# President Bush



## nayashi (Sep 4, 2004)

*What do you think of Dubya?*​
He's great! America's never had a better president!14.35%I like him00.00%He's okay, it doesn't really matter to me00.00%I don't like him730.43%I HATE HIM WITH A FIREY PASSION AND I WISH SOMEONE WOULD BOMB THE BUSH ADMINISTRATION730.43%Everyone from my country dislikes him. A lot.834.78%


----------



## nayashi (Sep 4, 2004)

this is mostly directed towards people outside of the US, but if you are from the US, don't hesitate to vote.


----------



## Guest (Nov 29, 2004)

I voted a strong, confident NUMBER 5!!!
 
*I HUGG NAYASHI*


----------



## Dreamer (Aug 9, 2004)

Moved to "That's Life". Non-DP related poll.
D 8)


----------



## Guest (Nov 30, 2004)

Dreamer said:


> Moved to "That's Life". Non-DP related poll.
> D 8)


You've KILLED THE MOOD! I love this polll!

I luv you Dreamer... I ALWAYS *DID*.


----------



## sleepingbeauty (Aug 18, 2004)

honey..

youve only scratched the surface.

AHEM, (sleepy tries to do her best morpheus impression as she offers you the red pill)

take a trip down the rabbit hole and peep dis.

http://www.rense.com/general57/aale.htm

if youre a bush hater its sure to make your nipples go erect. :wink:


----------



## Guest (Nov 30, 2004)

sleepingbeauty said:


> honey..
> 
> youve only scratched the surface.
> 
> ...


  Poor George BUSHH...

DATASET ROWS:

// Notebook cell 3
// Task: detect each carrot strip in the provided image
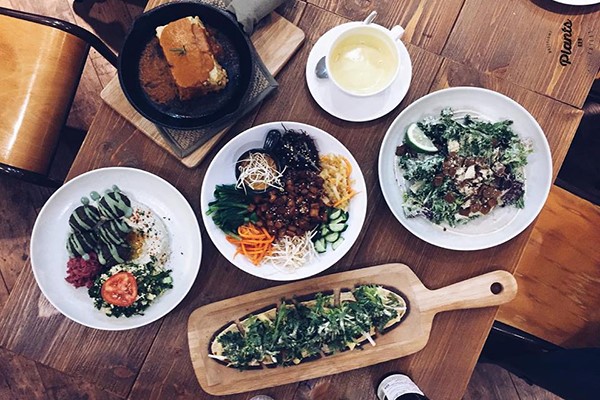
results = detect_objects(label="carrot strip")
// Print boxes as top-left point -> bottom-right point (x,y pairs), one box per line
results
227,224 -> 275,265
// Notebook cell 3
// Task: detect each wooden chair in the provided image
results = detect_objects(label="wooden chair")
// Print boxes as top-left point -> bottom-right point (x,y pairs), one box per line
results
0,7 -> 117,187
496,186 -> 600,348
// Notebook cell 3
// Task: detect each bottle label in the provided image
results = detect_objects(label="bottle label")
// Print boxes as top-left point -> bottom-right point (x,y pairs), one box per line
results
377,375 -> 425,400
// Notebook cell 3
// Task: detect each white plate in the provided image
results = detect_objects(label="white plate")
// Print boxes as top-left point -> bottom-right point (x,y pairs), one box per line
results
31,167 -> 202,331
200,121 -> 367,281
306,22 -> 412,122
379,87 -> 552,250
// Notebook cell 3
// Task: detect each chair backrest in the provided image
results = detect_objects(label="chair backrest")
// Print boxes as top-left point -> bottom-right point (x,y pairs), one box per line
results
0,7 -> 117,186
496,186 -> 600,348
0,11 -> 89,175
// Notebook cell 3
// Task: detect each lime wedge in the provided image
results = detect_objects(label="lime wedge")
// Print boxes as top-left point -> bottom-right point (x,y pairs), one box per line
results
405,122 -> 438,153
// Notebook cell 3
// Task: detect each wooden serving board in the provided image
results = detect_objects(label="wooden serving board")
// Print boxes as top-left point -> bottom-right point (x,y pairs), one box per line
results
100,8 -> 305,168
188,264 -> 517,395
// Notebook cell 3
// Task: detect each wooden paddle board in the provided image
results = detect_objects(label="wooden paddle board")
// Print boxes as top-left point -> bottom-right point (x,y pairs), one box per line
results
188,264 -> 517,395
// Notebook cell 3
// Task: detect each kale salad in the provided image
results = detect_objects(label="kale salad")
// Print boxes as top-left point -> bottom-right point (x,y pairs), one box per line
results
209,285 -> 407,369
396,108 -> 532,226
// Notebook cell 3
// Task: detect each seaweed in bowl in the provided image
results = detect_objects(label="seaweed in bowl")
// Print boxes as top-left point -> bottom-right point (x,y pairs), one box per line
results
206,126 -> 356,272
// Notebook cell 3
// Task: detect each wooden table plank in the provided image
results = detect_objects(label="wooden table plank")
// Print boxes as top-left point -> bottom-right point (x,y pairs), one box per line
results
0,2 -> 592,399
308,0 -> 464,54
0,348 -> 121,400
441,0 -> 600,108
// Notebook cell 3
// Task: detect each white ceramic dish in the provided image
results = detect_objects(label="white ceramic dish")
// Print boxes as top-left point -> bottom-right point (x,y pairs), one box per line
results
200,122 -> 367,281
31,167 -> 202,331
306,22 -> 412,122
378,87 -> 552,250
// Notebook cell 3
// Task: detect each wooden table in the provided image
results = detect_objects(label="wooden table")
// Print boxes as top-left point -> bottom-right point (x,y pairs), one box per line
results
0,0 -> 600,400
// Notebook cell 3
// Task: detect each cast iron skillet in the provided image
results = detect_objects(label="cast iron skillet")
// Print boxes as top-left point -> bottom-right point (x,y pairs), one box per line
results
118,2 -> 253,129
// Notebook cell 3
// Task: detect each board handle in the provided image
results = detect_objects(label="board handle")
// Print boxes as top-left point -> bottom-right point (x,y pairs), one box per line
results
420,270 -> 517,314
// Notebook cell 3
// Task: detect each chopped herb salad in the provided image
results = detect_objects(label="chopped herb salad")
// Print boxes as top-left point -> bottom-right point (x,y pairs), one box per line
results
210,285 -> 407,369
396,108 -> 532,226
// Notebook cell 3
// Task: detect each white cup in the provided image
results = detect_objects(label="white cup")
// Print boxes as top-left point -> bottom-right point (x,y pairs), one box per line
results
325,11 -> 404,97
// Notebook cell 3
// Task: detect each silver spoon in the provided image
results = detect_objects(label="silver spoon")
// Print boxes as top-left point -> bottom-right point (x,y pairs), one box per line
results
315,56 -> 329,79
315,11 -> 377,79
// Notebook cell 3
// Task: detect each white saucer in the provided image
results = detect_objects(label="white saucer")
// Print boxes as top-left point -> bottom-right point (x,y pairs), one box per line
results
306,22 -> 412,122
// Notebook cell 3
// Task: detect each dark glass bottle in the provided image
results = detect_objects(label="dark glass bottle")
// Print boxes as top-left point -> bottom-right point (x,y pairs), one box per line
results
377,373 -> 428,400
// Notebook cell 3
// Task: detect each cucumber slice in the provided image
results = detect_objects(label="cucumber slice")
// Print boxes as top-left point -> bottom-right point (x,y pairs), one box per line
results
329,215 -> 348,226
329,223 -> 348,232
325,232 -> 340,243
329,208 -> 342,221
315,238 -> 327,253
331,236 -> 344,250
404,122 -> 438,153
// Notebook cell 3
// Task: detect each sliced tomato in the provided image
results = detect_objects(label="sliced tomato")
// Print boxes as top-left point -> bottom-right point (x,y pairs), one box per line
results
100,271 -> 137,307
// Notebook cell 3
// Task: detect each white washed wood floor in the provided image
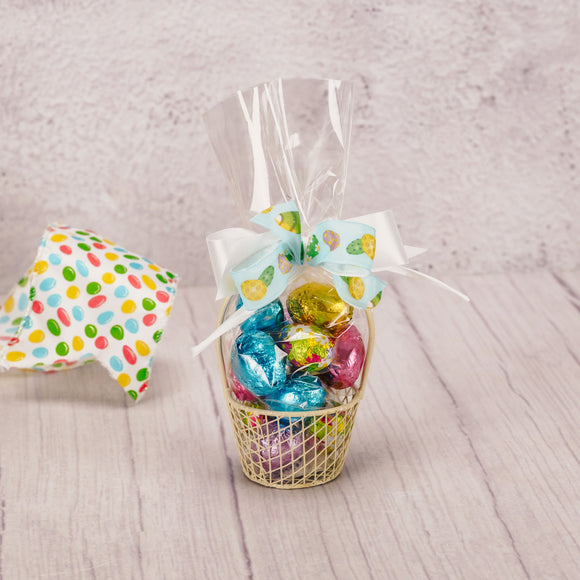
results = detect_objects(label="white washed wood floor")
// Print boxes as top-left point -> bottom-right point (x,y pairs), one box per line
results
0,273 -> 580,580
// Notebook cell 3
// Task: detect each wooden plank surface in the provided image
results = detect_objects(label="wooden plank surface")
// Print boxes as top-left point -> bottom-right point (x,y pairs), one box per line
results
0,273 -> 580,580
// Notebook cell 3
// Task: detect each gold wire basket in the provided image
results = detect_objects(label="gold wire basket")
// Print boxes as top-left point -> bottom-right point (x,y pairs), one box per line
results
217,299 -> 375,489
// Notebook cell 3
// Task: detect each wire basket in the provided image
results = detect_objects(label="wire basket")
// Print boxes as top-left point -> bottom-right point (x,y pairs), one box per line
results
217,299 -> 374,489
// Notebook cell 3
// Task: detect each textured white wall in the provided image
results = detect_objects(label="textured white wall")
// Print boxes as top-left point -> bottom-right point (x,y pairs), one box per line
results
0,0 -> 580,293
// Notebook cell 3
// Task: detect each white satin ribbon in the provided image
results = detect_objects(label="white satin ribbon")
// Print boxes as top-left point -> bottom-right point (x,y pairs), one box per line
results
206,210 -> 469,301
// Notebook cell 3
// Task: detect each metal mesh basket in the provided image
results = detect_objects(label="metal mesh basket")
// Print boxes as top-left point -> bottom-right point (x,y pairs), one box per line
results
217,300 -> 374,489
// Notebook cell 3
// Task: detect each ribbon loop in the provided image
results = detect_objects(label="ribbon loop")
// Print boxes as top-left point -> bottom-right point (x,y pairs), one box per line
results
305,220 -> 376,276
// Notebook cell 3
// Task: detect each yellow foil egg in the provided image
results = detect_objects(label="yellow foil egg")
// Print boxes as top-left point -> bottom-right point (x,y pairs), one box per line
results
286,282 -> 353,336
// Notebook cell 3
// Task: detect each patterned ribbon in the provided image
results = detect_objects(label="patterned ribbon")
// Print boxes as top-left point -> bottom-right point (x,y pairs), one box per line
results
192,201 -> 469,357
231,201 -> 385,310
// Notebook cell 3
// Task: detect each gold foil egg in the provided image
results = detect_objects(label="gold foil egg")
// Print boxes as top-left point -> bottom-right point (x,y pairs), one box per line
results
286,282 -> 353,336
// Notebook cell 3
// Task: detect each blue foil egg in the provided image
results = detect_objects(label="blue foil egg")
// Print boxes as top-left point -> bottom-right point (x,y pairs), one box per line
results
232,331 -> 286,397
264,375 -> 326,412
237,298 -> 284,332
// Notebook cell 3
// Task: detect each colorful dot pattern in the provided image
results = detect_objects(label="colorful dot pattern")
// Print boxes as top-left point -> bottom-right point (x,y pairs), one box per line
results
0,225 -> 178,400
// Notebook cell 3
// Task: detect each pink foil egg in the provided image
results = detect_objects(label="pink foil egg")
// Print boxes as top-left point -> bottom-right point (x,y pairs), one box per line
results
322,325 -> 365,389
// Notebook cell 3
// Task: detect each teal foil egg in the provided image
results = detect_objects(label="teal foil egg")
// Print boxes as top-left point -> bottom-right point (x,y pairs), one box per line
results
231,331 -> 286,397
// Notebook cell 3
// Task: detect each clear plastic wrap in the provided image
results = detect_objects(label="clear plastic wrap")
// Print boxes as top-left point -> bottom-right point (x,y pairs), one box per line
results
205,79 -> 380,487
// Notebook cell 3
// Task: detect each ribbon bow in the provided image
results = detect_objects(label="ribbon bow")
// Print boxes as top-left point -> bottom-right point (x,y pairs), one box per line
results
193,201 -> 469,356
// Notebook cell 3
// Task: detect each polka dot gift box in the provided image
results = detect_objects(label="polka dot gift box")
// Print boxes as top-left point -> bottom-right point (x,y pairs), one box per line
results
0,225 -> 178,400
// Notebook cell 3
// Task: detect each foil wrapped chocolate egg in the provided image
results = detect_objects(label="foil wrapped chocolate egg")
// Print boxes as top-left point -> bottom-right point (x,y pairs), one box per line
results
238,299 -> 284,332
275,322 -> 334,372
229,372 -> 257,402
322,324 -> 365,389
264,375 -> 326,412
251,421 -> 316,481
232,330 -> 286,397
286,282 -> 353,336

TASK LIST:
1. Quote the President Bush thread word for word, from "## sleepingbeauty (Aug" up to and including "and peep dis.".
2. Extend the President Bush forum thread, picking up right after its final post.

RESULTS:
1.
## sleepingbeauty (Aug 18, 2004)

honey..

youve only scratched the surface.

AHEM, (sleepy tries to do her best morpheus impression as she offers you the red pill)

take a trip down the rabbit hole and peep dis.

2.
 *sad*

I feel really... SORRY, for him, y'knoww?

He's a POOR lil ferret


----------



## gimpy34 (Aug 10, 2004)

I think Stanley Hilton is trying to join his niece Paris on the list of "The Biggest Jokes in America." These conspiracy theories are great ways of making money for someone like him who has enough credentials to pretend to sound legitimate.

Tupac is still alive also.

Also, if you want to plan a self-attack, you don't go flying planes into the WORLD TRADE Center. Good way to ruin your economy. Maybe the Empire State Building or Chrysler Building.


----------



## Dreamer (Aug 9, 2004)

gimpy34 said:


> I think Stanley Hilton is trying to join his niece Paris on the list of "The Biggest Jokes in America." These conspiracy theories are great ways of making money for someone like him who has enough credentials to pretend to sound legitimate.
> 
> Tupac is still alive also.
> 
> Also, if you want to plan a self-attack, you don't go flying planes into the WORLD TRADE Center. Good way to ruin your economy. Maybe the Empire State Building or Chrysler Building.


Yup, conspiracy theories like this are absolutely ludicrous. I am not a conspiracy theorist at all. I'll listen to an idea, but when it makes absolutely no sense, I can smell it a mile off.

I just read an article in Scientific American Mind. It talked about belief in conspiracies. Very interesting.

Simply put, "Conspiracy theories offer attractively simple explanations for a chaotic world. So we must be careful about what to believe."

I highly recommend the article. I think you can read it for free as this is an inaugural issue... http://www.sciammind.com ... See the article *Secret Powers EVERYWHERE*. The internet is a particularly fertile ground for spreading conspiracy theories.

When we feel powerless we try to make sense out of horrendous events in the easiest manner possible.

"Experience shows that many conspiracies are made, but few succeed." wrote Niccolo Machiavelli, the famous theoretician of power, in his classic 1532 book The Prince."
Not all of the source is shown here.